▶ _Data for processing_:
▬▬▬▬▬▬

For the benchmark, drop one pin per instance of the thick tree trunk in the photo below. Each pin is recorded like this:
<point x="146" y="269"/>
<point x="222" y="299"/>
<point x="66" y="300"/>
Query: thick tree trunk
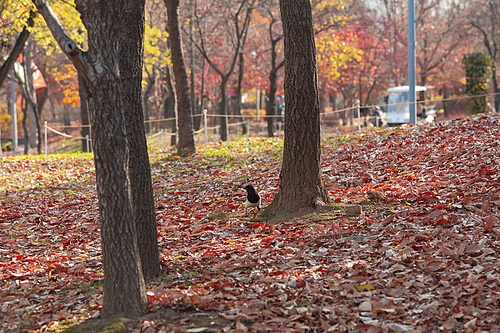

▬▬▬▬▬▬

▶ _Directions for this task_: Reproduce the material above word for word, leaving out the picture.

▶ _Exercise response_:
For the benchmark, drop one pin per instance of the thick tree trunk in the photo below. Each pin is recorded like this:
<point x="146" y="269"/>
<point x="222" y="299"/>
<point x="66" y="300"/>
Query: thick tree trunk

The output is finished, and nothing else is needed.